- Task to carry out: Word for word, restate every record.

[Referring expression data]
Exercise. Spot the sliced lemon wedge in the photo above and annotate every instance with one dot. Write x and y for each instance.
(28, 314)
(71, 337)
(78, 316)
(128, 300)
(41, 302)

- Output for this task:
Exercise. Spot the sliced lemon wedge in the photo above and annotate every instance with one dot. Write x and y for each instance.
(28, 314)
(71, 337)
(78, 316)
(128, 300)
(41, 302)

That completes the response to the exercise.